Your goal:
Copy the lines below from the first one through the line containing "[0,0,224,76]", substituting "photograph" for "visual input" and changing nothing else. Omit the pictures.

Input data:

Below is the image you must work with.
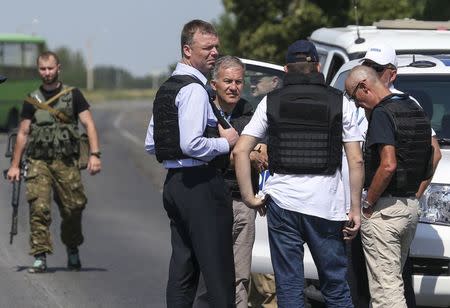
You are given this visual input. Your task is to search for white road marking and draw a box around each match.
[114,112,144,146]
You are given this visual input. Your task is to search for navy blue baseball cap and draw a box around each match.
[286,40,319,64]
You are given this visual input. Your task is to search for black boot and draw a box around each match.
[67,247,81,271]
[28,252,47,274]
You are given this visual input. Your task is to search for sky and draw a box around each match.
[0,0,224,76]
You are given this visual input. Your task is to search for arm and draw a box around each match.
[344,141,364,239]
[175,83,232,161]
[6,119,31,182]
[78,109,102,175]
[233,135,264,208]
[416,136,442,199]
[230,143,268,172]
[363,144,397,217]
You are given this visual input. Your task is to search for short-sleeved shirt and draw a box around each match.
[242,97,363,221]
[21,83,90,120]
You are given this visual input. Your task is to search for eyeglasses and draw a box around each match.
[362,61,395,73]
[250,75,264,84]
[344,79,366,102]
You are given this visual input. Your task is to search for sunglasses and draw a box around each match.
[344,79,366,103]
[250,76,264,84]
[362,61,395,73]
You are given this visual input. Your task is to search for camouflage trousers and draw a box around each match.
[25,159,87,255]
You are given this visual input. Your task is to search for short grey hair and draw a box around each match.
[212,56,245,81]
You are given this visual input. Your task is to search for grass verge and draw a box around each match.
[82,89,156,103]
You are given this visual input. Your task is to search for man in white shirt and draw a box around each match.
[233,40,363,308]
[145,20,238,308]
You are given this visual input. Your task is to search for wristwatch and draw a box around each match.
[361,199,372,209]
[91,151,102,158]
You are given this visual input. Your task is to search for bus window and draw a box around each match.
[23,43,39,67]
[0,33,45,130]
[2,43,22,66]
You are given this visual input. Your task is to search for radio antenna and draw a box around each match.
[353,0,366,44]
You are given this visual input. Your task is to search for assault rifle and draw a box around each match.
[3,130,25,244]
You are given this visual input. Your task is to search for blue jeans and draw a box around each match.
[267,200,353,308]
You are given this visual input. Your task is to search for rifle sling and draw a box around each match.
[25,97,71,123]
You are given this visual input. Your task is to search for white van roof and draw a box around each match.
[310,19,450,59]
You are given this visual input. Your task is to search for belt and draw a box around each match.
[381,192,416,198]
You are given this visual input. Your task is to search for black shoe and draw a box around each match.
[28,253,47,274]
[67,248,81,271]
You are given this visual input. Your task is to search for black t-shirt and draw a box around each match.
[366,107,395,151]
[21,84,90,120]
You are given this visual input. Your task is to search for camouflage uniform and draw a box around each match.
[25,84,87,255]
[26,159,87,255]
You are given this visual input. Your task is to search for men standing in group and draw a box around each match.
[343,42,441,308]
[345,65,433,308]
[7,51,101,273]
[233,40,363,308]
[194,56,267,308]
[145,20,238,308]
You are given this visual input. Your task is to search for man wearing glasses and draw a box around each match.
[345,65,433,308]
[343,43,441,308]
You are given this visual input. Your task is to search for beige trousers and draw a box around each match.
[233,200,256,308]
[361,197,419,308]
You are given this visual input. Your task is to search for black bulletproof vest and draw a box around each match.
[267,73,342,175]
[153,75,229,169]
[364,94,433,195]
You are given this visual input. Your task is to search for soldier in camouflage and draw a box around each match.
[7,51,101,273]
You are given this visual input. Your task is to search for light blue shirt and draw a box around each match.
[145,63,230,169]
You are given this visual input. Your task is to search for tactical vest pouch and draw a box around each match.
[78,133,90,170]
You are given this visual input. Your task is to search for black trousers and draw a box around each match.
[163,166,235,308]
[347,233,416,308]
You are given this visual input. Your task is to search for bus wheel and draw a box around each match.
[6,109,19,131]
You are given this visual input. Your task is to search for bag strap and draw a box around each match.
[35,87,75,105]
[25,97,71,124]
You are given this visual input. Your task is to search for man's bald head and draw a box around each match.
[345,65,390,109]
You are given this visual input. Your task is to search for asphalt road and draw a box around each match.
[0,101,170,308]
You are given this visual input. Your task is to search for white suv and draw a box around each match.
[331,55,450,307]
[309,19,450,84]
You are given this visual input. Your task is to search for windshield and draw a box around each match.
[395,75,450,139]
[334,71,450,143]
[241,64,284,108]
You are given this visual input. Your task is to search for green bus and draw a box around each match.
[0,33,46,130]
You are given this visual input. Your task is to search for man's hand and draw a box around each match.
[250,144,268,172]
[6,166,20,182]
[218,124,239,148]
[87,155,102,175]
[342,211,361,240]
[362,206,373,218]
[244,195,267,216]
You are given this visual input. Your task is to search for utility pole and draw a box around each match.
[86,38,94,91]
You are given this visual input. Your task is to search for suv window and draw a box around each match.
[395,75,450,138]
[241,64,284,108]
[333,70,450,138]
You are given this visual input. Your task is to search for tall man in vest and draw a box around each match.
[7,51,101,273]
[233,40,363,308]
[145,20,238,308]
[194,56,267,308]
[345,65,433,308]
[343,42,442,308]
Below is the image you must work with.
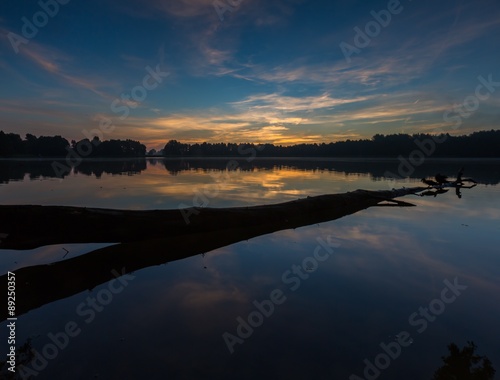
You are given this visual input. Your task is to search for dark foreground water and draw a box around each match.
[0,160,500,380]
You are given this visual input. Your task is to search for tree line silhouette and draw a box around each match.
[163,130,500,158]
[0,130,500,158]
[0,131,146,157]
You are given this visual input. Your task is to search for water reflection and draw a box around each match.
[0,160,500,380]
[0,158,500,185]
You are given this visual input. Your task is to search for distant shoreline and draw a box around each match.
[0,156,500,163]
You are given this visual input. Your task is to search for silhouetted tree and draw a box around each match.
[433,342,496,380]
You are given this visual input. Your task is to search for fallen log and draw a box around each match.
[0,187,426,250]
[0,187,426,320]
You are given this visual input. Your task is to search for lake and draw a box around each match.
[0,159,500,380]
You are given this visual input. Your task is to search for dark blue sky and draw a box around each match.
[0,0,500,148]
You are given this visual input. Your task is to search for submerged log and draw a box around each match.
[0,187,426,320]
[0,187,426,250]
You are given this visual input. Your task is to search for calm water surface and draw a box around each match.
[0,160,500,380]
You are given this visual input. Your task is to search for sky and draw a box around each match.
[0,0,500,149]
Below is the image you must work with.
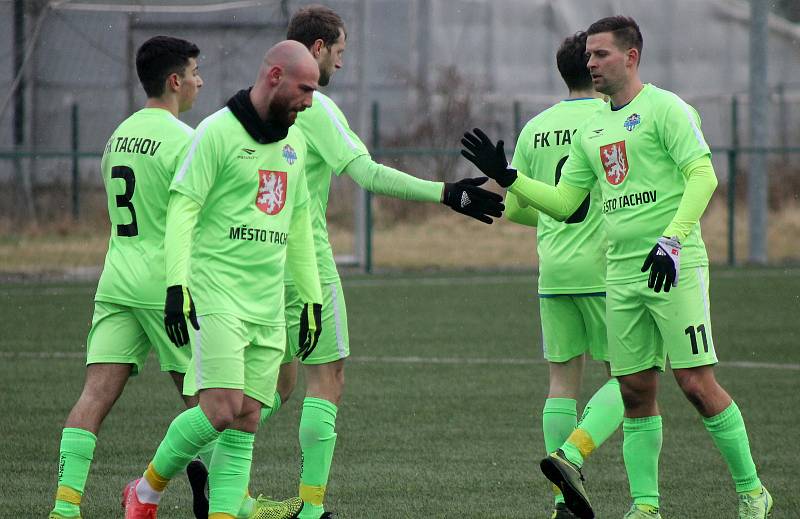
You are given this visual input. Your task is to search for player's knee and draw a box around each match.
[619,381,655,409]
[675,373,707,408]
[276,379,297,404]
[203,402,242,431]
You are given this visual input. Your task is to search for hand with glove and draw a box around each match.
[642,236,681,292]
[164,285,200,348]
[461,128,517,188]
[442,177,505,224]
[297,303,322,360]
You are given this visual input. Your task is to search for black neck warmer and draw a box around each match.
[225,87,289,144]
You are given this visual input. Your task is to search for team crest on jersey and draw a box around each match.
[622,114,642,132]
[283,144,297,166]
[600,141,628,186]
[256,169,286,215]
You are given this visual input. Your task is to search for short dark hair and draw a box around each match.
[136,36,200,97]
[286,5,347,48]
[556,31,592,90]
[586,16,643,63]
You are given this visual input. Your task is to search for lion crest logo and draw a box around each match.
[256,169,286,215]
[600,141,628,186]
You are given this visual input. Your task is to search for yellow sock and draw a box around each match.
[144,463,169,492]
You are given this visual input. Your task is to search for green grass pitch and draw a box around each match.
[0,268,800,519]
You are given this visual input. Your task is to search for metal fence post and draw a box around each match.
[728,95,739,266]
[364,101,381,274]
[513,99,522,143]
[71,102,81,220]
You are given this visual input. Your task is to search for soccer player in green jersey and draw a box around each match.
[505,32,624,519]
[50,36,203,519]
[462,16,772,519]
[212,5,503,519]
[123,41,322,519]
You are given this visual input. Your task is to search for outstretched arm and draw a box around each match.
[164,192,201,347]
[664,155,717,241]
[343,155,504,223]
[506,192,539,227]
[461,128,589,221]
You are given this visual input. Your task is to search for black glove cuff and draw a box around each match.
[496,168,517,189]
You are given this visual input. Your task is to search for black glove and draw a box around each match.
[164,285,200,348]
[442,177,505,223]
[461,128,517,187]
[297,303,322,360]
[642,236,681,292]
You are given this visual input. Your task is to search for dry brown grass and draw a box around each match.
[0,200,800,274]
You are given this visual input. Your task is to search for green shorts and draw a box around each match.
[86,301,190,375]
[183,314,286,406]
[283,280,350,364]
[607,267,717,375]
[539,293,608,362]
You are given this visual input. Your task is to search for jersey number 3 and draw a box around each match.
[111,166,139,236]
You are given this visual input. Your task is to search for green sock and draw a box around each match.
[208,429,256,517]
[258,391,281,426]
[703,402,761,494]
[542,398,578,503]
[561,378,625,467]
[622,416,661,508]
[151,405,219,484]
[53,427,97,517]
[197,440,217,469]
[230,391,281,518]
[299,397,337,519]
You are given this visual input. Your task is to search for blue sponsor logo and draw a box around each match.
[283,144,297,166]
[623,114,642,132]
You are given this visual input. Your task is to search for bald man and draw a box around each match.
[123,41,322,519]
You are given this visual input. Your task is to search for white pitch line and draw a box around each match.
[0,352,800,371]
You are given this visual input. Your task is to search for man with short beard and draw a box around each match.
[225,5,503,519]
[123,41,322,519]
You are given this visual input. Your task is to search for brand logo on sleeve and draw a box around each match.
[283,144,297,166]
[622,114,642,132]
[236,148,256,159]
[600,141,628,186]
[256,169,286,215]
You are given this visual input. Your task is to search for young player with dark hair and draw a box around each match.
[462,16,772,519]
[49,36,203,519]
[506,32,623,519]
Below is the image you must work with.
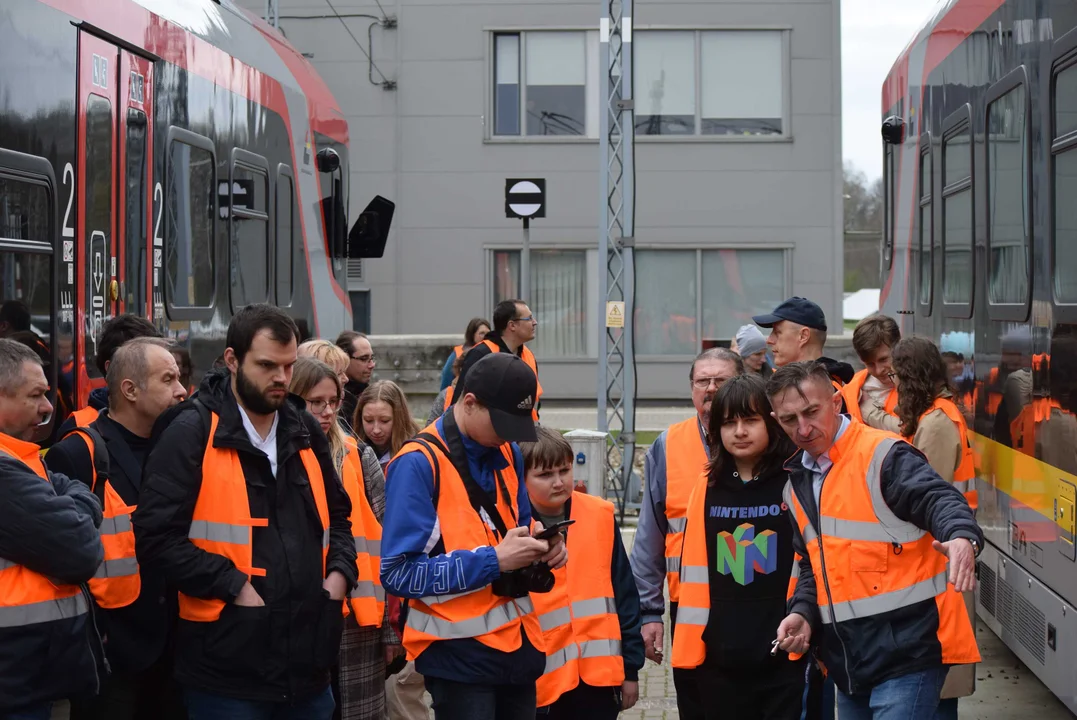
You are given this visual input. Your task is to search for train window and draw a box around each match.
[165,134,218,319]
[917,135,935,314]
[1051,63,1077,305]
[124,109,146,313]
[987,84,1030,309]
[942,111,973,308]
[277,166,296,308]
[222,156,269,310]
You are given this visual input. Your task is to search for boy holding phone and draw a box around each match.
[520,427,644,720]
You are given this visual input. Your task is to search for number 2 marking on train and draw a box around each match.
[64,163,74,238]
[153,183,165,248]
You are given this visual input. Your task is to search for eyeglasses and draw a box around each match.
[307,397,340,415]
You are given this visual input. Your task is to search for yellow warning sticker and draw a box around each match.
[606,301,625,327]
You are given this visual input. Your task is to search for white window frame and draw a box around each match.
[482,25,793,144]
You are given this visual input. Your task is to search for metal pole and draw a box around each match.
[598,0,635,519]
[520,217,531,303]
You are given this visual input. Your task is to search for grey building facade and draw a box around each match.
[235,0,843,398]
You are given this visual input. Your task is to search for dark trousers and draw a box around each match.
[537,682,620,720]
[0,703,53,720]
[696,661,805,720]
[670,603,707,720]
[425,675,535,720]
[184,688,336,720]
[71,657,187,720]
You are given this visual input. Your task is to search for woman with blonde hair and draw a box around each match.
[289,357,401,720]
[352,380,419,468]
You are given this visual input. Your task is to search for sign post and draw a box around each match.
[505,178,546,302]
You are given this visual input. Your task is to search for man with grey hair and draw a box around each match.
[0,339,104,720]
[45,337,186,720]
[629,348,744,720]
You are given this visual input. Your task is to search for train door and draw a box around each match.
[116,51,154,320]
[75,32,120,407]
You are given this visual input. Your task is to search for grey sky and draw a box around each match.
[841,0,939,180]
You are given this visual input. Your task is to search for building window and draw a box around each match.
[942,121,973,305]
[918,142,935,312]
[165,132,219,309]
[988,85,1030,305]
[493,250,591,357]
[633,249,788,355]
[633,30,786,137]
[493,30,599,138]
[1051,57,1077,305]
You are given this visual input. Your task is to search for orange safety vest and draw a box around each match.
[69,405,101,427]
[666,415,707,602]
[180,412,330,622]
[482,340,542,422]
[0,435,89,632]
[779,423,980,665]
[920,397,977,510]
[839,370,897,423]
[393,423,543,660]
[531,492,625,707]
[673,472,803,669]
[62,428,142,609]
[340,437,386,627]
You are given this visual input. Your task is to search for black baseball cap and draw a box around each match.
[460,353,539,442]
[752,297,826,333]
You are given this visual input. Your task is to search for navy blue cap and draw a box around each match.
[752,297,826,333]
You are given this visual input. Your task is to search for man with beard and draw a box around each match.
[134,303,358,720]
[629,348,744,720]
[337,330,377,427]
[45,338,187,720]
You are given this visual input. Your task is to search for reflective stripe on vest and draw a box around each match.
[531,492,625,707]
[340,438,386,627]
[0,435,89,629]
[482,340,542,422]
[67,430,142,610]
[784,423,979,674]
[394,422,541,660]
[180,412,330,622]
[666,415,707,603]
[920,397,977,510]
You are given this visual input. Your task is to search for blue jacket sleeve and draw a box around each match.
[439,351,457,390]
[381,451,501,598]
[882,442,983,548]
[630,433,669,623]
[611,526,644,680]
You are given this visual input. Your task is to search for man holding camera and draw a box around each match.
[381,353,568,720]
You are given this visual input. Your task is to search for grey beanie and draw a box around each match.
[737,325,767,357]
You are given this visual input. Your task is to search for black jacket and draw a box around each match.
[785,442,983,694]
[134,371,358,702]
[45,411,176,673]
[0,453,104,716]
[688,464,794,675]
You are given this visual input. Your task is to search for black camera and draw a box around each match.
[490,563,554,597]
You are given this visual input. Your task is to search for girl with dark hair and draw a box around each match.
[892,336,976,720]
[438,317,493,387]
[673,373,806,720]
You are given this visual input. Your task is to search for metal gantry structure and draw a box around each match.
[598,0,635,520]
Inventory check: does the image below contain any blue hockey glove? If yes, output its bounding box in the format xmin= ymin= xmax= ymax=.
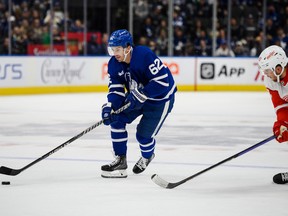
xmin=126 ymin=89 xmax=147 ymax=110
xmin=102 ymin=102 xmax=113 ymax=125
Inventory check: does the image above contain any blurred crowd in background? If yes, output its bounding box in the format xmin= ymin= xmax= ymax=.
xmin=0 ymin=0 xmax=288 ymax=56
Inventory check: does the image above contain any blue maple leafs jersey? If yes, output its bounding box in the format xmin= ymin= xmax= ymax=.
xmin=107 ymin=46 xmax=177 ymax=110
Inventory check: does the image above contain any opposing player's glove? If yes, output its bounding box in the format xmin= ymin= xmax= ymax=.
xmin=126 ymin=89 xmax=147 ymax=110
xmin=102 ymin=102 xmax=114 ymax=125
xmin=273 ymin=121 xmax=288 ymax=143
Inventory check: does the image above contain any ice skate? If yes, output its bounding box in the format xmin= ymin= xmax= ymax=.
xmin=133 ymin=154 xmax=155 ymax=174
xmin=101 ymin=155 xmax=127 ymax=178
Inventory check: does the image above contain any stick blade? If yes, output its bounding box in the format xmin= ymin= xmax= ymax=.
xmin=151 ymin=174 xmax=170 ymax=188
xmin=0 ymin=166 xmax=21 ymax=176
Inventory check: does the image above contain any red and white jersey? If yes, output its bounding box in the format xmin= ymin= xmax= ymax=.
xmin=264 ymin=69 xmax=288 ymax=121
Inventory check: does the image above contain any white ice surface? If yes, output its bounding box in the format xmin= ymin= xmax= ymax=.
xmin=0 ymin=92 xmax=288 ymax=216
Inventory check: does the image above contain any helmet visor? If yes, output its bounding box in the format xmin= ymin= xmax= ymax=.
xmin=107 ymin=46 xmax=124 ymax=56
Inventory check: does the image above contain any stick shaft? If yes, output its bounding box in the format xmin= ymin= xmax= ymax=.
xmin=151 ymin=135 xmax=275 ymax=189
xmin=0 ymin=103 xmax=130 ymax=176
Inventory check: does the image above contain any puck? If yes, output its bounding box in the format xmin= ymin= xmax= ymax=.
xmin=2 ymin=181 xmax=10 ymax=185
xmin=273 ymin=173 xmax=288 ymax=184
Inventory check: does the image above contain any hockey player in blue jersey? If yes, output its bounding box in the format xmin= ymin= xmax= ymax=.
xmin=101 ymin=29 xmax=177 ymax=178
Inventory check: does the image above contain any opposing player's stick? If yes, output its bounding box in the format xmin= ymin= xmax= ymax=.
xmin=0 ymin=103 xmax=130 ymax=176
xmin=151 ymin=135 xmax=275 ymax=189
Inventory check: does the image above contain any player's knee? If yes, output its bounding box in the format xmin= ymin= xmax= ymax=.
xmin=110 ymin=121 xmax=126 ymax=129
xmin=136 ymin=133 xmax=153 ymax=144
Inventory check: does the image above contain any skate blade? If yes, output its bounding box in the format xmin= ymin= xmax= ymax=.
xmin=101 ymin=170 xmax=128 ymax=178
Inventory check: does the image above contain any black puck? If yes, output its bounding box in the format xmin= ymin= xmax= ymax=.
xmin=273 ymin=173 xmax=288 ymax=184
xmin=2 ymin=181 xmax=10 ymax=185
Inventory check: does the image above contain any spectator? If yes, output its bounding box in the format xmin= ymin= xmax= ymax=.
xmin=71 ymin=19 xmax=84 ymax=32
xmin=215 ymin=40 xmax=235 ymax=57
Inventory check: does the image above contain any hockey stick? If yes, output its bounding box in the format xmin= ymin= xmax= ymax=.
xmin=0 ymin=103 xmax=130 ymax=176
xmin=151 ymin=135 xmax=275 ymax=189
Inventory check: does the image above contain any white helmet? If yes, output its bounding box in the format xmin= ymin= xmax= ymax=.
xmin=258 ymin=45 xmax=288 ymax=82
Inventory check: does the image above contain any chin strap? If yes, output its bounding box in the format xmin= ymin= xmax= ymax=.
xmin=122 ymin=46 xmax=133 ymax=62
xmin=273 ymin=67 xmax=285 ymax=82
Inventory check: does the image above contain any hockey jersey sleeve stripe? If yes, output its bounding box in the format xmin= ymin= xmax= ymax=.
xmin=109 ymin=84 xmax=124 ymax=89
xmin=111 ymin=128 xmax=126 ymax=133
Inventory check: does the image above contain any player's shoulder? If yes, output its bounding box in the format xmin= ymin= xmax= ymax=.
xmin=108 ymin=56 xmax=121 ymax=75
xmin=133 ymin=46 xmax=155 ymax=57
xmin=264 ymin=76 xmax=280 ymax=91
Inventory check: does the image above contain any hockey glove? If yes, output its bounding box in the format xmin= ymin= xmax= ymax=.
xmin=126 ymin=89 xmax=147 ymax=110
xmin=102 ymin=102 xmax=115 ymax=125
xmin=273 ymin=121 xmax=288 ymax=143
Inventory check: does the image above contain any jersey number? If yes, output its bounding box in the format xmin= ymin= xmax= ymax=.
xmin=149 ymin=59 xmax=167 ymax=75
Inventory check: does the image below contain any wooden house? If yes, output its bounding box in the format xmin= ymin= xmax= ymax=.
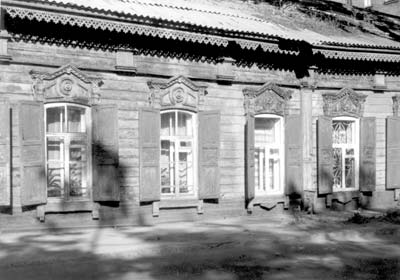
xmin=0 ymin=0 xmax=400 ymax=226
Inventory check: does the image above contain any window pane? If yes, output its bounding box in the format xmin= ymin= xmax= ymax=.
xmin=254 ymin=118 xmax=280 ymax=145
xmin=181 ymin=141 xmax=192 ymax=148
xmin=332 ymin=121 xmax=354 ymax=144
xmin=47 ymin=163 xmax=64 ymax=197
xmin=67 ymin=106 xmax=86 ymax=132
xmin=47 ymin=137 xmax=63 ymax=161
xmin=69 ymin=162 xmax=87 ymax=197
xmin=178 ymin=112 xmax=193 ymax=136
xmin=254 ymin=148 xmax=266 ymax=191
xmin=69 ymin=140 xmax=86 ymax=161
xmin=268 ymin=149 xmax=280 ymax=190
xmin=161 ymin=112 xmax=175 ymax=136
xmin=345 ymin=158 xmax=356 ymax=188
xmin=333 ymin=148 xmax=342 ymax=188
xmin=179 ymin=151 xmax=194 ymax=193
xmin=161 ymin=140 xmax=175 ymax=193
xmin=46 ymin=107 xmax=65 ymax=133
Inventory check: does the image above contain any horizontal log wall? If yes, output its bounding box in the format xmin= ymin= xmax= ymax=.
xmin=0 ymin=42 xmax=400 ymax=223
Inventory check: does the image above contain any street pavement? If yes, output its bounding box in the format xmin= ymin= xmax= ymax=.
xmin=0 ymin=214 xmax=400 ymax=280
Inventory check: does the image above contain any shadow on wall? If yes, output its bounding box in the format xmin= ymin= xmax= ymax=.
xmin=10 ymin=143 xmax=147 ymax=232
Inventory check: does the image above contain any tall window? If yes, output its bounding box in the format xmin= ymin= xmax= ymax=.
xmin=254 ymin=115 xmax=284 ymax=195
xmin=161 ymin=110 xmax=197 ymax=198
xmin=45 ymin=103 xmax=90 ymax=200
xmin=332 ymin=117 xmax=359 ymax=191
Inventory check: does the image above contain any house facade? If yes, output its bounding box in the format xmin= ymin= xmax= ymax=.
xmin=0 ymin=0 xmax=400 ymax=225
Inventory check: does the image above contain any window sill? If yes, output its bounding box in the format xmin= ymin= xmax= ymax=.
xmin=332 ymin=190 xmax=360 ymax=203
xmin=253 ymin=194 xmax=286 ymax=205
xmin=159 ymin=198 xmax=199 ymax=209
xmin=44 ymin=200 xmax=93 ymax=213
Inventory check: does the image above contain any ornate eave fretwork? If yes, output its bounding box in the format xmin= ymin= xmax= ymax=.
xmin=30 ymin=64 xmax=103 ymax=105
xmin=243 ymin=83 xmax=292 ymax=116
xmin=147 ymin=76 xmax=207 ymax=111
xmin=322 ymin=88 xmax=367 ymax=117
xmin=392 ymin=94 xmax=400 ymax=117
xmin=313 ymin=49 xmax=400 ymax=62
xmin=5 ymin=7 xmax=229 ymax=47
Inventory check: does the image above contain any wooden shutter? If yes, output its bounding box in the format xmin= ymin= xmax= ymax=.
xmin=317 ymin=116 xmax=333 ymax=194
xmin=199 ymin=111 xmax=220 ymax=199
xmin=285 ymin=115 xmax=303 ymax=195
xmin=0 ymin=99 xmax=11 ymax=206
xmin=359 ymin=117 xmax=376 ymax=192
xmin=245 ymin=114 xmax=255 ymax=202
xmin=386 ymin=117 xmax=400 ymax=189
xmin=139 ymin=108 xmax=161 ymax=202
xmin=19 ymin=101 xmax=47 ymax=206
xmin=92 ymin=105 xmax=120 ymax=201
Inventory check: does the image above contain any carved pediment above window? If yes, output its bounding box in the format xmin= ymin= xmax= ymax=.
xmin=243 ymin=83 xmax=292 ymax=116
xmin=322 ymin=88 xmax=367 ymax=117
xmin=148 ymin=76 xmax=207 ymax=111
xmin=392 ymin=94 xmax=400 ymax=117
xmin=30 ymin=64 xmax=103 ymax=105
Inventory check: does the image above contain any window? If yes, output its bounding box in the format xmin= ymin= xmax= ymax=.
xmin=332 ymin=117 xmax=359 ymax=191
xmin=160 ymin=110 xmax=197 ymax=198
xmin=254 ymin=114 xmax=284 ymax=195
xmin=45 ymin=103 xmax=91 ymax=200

Exercise result:
Below is the image you must work with.
You are given this photograph. Your task is to search for white road marking and draw a box around each match.
[114,112,144,146]
You are given this photograph. Your task is to search for navy blue baseball cap and draw a box around each match.
[286,40,319,64]
You are given this photograph. Your task is to search for black boot and draw a box around each match.
[67,247,81,271]
[28,252,47,274]
You are given this photograph. Your task is to search for sky and draw a box around each match.
[0,0,224,76]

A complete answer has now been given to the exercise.